**GIVEN REQUEST:**
Without the images, print all the entries below exactly as given.

**PROVIDED INFORMATION:**
-- BEGIN --

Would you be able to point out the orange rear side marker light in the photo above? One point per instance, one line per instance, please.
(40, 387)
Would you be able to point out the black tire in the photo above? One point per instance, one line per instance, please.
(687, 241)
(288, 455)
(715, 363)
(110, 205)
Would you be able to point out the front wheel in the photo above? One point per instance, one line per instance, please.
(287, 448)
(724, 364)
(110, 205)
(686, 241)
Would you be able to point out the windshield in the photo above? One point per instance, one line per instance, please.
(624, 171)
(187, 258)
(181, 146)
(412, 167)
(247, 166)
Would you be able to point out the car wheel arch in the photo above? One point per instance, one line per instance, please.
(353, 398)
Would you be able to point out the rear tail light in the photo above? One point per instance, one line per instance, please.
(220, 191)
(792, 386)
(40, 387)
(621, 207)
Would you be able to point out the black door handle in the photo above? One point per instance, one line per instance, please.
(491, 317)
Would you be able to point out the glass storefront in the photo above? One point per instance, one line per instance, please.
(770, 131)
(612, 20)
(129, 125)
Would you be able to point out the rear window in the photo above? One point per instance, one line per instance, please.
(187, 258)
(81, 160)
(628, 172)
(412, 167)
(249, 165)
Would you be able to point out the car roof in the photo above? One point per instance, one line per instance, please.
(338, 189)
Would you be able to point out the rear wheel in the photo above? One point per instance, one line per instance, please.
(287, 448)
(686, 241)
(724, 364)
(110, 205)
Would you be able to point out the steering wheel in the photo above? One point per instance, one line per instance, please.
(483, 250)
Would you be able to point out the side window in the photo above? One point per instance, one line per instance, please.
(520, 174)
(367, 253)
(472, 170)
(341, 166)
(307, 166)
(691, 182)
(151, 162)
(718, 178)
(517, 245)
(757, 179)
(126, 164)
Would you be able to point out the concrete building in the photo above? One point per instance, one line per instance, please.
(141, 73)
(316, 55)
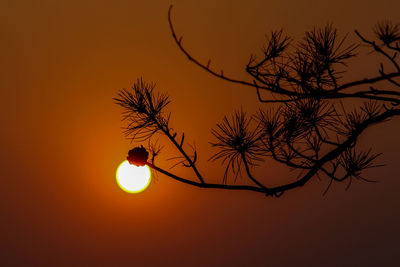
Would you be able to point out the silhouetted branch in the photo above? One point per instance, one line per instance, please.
(306, 132)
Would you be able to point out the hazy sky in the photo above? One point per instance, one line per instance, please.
(62, 62)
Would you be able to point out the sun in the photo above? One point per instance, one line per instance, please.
(133, 179)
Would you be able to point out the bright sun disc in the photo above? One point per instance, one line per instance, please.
(133, 179)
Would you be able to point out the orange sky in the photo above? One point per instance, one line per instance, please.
(62, 62)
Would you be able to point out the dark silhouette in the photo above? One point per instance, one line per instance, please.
(312, 131)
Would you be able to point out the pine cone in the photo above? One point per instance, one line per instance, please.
(138, 156)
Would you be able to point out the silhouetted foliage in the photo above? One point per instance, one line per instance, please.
(311, 130)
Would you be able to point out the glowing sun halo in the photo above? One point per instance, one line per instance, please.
(133, 179)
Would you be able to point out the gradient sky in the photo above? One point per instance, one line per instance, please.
(62, 62)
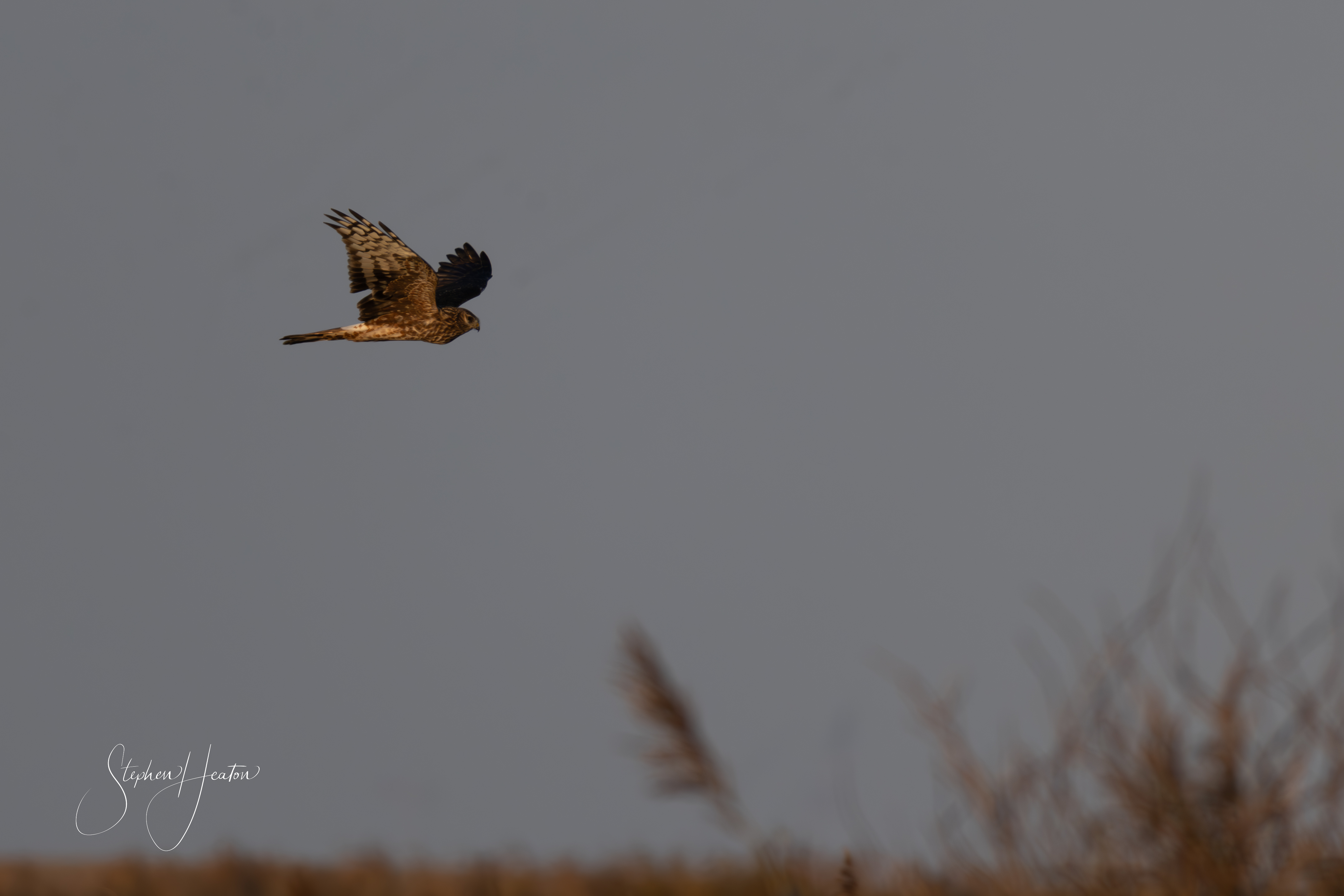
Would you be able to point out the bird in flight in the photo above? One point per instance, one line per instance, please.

-- END --

**EXERCISE RESULT:**
Would you be able to point out the orange rear side marker light in the photo above? One point per instance, one line per instance, please.
(40, 387)
Would you be able to point out the black tire in the photo above? One point per instance, one line per instance, please.
(687, 241)
(288, 455)
(715, 363)
(110, 205)
Would you be able to point out the front wheel in the photo above? One point per instance, one line per instance, please.
(287, 448)
(724, 364)
(110, 205)
(686, 241)
Would you be able to point out the windshield in the photo above? One point per instance, one line per instance, please.
(624, 171)
(187, 258)
(181, 146)
(412, 167)
(247, 166)
Would you be able to point out the car wheel arch in the photo above? One point per instance, one line per instance, please.
(353, 398)
Would you be able to point out the rear tail light in the photo above? One point per instance, one line per instance, please.
(220, 191)
(792, 386)
(40, 387)
(621, 207)
Would you be able to point out the black door handle in the photo above? One point per instance, one line per instance, please.
(491, 317)
Would you be able to point out the glass storefront in the photo above? One point per instance, one line per instance, please.
(770, 131)
(612, 20)
(129, 125)
Would you be able to point out the rear window in the photo above? One point per instance, one line per instance, please.
(187, 258)
(81, 160)
(628, 172)
(412, 167)
(249, 165)
Would you be able to point out the car roof in the photo above? One point per instance, one line per instance, please.
(338, 189)
Would you be able to point out the rear wheel in the photo above? One point per instance, one line per instance, please.
(287, 448)
(686, 241)
(724, 364)
(110, 205)
Would you be able to point out the steering wheel in the photo above? One point per instance, one line per instance, please.
(483, 250)
Would you be able to point out the side window in the photo above? One point per instance, one line per instance, please.
(520, 174)
(367, 253)
(472, 170)
(341, 166)
(307, 166)
(691, 182)
(151, 162)
(718, 178)
(517, 245)
(757, 179)
(126, 164)
Would you be able to point out the concrete building in the photo above? One point per instance, one line per instance, please.
(141, 73)
(316, 55)
Would you be able to point out the silhouetted branch in the photo above? One point per instance, one line per instance, please.
(306, 132)
Would you be able to point out the hazy sky in the photo above? One point per instance, one line per instance, please.
(62, 62)
Would you be able to point out the sun in the photo above? One point per instance, one line per instance, please.
(133, 179)
Would you be able to point out the bright sun disc in the photo above? One point per instance, one line per instance, please.
(133, 179)
Would you be able to point out the orange sky in the photo above? One point per instance, one line per instance, please.
(62, 62)
Would you be able to point out the dark silhouette in the photo above? One point per instance, one line per instance, please.
(312, 131)
Would you be able to point out the pine cone in the photo above? One point per instance, one line per instance, please.
(138, 156)
Would you be able to point out the silhouetted foliage in the photo above? One point per instance, one line per instance, please.
(311, 130)
Would you be able to point out the glowing sun halo in the photo above? One point per instance, one line per instance, please.
(133, 179)
Would you be able to point out the gradient sky in the photo above? One point per instance, one line per instance, please.
(62, 62)
Would you be able to point out the bird in flight in the photo above? One point per instance, one line per instance, please.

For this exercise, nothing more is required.